* _The task_
Could you write out all of the data again, word for word?

* _Given records_
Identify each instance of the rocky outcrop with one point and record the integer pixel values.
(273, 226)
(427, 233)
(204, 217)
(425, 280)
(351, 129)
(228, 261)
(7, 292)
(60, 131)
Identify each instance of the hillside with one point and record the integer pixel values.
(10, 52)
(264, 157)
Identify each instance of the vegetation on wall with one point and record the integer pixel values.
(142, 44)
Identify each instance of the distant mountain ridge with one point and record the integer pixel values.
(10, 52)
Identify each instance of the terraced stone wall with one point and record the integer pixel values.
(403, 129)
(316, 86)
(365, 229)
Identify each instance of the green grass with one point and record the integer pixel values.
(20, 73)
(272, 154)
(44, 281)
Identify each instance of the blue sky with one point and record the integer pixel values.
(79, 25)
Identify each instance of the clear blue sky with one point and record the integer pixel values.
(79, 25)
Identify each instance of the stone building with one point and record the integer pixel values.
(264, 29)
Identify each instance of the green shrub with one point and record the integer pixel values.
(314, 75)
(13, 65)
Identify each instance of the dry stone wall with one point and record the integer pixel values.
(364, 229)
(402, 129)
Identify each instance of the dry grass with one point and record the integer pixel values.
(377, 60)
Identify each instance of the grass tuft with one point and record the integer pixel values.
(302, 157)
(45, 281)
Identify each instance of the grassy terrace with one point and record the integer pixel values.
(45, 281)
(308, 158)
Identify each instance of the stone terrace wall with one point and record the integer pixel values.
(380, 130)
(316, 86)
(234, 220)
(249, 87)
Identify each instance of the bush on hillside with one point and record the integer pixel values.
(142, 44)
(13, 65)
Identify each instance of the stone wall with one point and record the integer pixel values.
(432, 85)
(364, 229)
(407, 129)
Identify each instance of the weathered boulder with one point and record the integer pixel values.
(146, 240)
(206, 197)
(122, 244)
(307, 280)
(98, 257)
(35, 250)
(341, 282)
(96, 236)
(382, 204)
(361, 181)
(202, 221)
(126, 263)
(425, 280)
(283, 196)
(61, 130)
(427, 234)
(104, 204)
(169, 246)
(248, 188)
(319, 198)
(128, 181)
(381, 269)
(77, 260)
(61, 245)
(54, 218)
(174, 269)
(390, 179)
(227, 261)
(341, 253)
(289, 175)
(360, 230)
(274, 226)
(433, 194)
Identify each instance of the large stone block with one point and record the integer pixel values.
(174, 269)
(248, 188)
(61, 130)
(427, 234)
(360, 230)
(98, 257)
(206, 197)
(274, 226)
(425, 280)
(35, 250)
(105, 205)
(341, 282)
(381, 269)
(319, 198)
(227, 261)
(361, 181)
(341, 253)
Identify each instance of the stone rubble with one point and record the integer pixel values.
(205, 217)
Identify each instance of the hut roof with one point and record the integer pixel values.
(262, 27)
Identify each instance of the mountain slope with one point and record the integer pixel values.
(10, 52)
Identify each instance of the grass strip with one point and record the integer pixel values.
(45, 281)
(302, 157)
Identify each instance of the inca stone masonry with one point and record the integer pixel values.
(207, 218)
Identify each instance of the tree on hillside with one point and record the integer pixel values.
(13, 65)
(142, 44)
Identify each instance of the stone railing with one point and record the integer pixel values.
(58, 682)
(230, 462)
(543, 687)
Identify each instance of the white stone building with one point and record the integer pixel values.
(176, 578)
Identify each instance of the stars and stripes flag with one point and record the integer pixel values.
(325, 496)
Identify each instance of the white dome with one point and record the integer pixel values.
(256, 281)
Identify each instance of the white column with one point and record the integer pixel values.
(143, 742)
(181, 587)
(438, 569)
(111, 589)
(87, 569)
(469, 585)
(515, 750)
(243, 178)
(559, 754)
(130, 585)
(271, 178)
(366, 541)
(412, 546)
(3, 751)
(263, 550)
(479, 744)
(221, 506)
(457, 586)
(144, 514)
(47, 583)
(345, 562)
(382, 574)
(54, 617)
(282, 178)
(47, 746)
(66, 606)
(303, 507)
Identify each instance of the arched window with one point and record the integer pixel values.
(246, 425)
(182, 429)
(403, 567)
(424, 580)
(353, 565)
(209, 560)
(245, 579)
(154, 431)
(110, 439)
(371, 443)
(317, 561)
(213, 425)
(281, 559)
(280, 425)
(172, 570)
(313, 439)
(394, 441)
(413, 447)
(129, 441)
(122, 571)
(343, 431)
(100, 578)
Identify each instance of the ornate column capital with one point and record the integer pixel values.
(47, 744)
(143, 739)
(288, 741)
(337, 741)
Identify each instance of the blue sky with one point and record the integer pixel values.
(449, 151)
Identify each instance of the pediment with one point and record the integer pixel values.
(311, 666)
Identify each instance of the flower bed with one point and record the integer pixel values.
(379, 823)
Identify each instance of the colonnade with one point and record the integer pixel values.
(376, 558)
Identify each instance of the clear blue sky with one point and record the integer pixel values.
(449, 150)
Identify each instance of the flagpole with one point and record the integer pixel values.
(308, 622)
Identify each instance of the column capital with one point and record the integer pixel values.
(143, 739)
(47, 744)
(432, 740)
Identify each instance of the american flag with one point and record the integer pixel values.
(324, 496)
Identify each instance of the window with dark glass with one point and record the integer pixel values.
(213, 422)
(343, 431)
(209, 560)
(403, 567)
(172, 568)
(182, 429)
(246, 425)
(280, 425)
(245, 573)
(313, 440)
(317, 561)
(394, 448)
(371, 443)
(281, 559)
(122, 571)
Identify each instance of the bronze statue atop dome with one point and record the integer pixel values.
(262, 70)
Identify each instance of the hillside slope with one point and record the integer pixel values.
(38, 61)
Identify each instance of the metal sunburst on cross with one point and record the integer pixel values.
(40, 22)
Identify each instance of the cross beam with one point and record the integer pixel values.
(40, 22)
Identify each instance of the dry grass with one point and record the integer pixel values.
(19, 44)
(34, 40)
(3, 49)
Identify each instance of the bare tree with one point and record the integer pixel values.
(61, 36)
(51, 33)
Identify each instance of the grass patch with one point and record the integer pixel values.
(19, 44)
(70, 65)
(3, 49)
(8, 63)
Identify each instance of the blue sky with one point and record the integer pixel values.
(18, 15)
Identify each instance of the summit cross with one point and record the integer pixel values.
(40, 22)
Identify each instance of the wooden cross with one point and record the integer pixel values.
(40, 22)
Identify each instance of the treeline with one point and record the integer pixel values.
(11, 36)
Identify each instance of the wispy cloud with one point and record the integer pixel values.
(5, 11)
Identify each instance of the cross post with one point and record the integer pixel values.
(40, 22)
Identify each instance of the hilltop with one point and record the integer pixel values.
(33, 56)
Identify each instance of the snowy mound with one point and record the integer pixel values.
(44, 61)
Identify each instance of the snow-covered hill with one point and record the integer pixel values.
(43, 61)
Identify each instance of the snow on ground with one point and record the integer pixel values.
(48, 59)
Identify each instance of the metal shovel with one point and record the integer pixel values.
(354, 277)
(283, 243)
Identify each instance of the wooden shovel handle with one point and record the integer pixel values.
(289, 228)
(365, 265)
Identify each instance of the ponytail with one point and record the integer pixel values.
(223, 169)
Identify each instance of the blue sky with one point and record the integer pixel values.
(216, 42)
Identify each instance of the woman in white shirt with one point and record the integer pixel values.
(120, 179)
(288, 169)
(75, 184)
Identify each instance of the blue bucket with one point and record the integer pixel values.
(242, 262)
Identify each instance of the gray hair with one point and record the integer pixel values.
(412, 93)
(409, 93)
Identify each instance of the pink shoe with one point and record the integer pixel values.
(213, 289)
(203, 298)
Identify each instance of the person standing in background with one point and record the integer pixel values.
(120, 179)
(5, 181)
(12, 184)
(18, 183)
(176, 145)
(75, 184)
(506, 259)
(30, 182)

* _Response area_
Identify each instance of the rocky outcrop with one point and record the integer pixel values.
(273, 226)
(427, 233)
(204, 217)
(425, 280)
(351, 129)
(228, 261)
(7, 292)
(60, 131)
Identify each instance of the hillside with one point and record the integer pixel values.
(10, 52)
(264, 157)
Identify each instance of the vegetation on wall with one point and record the integer pixel values.
(142, 44)
Identify each instance of the distant mountain ridge with one point and record the integer pixel values.
(10, 52)
Identify each instance of the terraced stone wall with one point and record the integer pixel values.
(403, 129)
(316, 86)
(365, 229)
Identify each instance of the green grass with one point and record the integer pixel values.
(20, 73)
(272, 154)
(44, 281)
Identify each instance of the blue sky with one point and record the integer pixel values.
(79, 25)
Identify each instance of the clear blue sky with one point and record the integer pixel values.
(79, 25)
Identify each instance of the stone building with one point and record the integer pixel values.
(264, 29)
Identify each instance of the green shrub with one point and record the integer pixel values.
(314, 75)
(13, 65)
Identify each instance of the dry stone wall with one point and record the integer pixel values.
(364, 229)
(402, 129)
Identify each instance of the dry grass with one point and record the integer pixel values.
(377, 60)
Identify each instance of the grass tuft with one point and record the integer pixel values.
(302, 157)
(45, 281)
Identify each instance of the grassy terrace with one point and record the integer pixel values.
(45, 281)
(308, 158)
Identify each instance of the stone terrace wall with one point and record the integer pixel values.
(380, 130)
(316, 86)
(234, 220)
(249, 87)
Identify each instance of the bush on hillside with one point and record the integer pixel values.
(142, 44)
(13, 65)
Identify each instance of the stone wall with one point and record the integer pixel values.
(432, 85)
(364, 229)
(407, 129)
Identify each instance of the weathered boulder with one point and record the integer pixel values.
(146, 240)
(206, 197)
(122, 244)
(307, 280)
(98, 257)
(35, 250)
(341, 282)
(96, 236)
(382, 204)
(361, 181)
(202, 221)
(126, 263)
(425, 280)
(283, 196)
(61, 130)
(427, 234)
(104, 204)
(169, 246)
(248, 188)
(319, 198)
(128, 181)
(381, 269)
(77, 260)
(61, 245)
(54, 218)
(174, 269)
(390, 179)
(227, 261)
(341, 253)
(289, 175)
(360, 230)
(274, 226)
(433, 194)
Identify each instance of the large stone block with one point and record the integer pixel values.
(174, 269)
(248, 188)
(61, 130)
(427, 234)
(360, 230)
(98, 257)
(206, 197)
(274, 226)
(425, 280)
(35, 250)
(105, 205)
(341, 282)
(381, 269)
(319, 198)
(227, 261)
(361, 181)
(341, 253)
Identify each instance of the stone rubble with one point and record the integer pixel values.
(205, 217)
Identify each instance of the hut roof with one point and record the integer pixel values.
(262, 27)
Identify each instance of the mountain slope with one point and record the integer pixel values.
(10, 52)
Identify each instance of the grass strip with one point and record the integer pixel values.
(45, 281)
(302, 157)
Identify each instance of the inca stone masonry with one point and record the integer pixel values.
(207, 218)
Identify each instance of the tree on hillside with one point and record the integer pixel values.
(13, 65)
(142, 44)
Identify each instance of the stone railing with one point and record the integer pixel values.
(58, 682)
(230, 462)
(543, 687)
Identify each instance of the white stone building with one point and record the integer pixel values.
(176, 578)
Identify each instance of the stars and stripes flag with one point and record the integer pixel values.
(325, 496)
Identify each instance of the white dome with one point and record the integer pixel values.
(256, 281)
Identify each instance of the white column with one point and record the integer pixel values.
(143, 742)
(181, 587)
(438, 569)
(111, 589)
(87, 569)
(469, 585)
(515, 750)
(243, 178)
(559, 754)
(130, 585)
(271, 178)
(366, 541)
(412, 546)
(3, 751)
(263, 550)
(479, 744)
(221, 506)
(457, 586)
(144, 514)
(47, 583)
(345, 562)
(382, 574)
(54, 617)
(282, 178)
(47, 746)
(66, 606)
(303, 507)
Identify each instance of the arched window with one point and record the integer pixel values.
(246, 425)
(182, 429)
(403, 567)
(424, 580)
(353, 565)
(209, 560)
(245, 579)
(154, 431)
(110, 439)
(371, 443)
(317, 561)
(213, 425)
(281, 559)
(280, 425)
(172, 570)
(313, 439)
(394, 441)
(413, 447)
(129, 441)
(122, 571)
(343, 431)
(100, 578)
Identify each instance of the ornate column capital with one point and record the integer pixel values.
(47, 744)
(143, 739)
(288, 741)
(337, 741)
Identify each instance of the blue sky with one point and record the integer pixel values.
(449, 151)
Identify each instance of the pediment with one point and record the integer pixel values.
(311, 666)
Identify each instance of the flower bed with one point and record the integer pixel values.
(379, 823)
Identify each instance of the colonnade with one point and record the integer pixel values.
(376, 558)
Identify each instance of the clear blue sky with one point and record the integer pixel values.
(449, 150)
Identify each instance of the flagpole with one point and record the integer pixel values.
(308, 622)
Identify each instance of the column capital with one point and record the integer pixel values.
(143, 739)
(47, 744)
(432, 740)
Identify each instance of the american flag with one point and record the integer pixel values.
(324, 496)
Identify each instance of the window with dark glass with one point and record the integer pixel values.
(213, 422)
(343, 431)
(209, 560)
(403, 567)
(172, 568)
(182, 429)
(246, 425)
(280, 425)
(245, 573)
(313, 440)
(317, 561)
(394, 448)
(371, 443)
(281, 559)
(122, 571)
Identify each instance of the bronze statue atop dome with one point and record the integer pixel values.
(262, 70)
Identify each instance of the hillside slope with one point and record the integer pixel values.
(38, 61)
Identify each instance of the metal sunburst on cross with one point and record the integer pixel values.
(40, 22)
Identify each instance of the cross beam with one point and record the integer pixel values.
(40, 22)
Identify each instance of the dry grass with one point and record the integer pixel values.
(19, 44)
(34, 40)
(3, 49)
Identify each instance of the bare tree with one point and record the integer pixel values.
(61, 36)
(51, 33)
Identify each instance of the grass patch with one point and record the integer pixel values.
(19, 44)
(70, 65)
(3, 49)
(8, 63)
Identify each instance of the blue sky with one point and record the integer pixel values.
(18, 15)
Identify each instance of the summit cross with one point and record the integer pixel values.
(40, 22)
Identify each instance of the wooden cross with one point and record the integer pixel values.
(40, 22)
Identify each instance of the treeline with one point and record the integer pixel values.
(11, 36)
Identify each instance of the wispy cloud with one point and record the integer pixel values.
(5, 11)
Identify each instance of the cross post with one point and record the integer pixel values.
(40, 22)
Identify each instance of the hilltop with one point and record the integer pixel values.
(33, 56)
Identify each instance of the snowy mound with one point and record the integer pixel values.
(44, 61)
Identify each instance of the snow-covered hill with one point and record the integer pixel values.
(43, 61)
Identify each instance of the snow on ground with one point and record the integer pixel values.
(48, 59)
Identify each instance of the metal shovel with one point and record the integer pixel values.
(354, 277)
(283, 243)
Identify each instance of the wooden shovel handle with one point and record the integer pixel values.
(289, 228)
(365, 265)
Identify each instance of the ponytail with one point and record the integer pixel values.
(223, 169)
Identify each instance of the blue sky with one point and record the integer pixel values.
(216, 42)
Identify each instance of the woman in white shirt with one point and record the integer pixel values.
(120, 179)
(288, 169)
(75, 184)
Identify each instance of the blue bucket with one point and record the integer pixel values.
(242, 262)
Identify each instance of the gray hair with one point and record the integer pixel values.
(412, 93)
(409, 93)
Identify each instance of the pink shoe with one point and record the integer pixel values.
(213, 289)
(203, 298)
Identify each instance of the person standing in background with one point and record the integer pixel values.
(120, 179)
(5, 181)
(12, 184)
(18, 183)
(176, 145)
(75, 184)
(506, 259)
(30, 182)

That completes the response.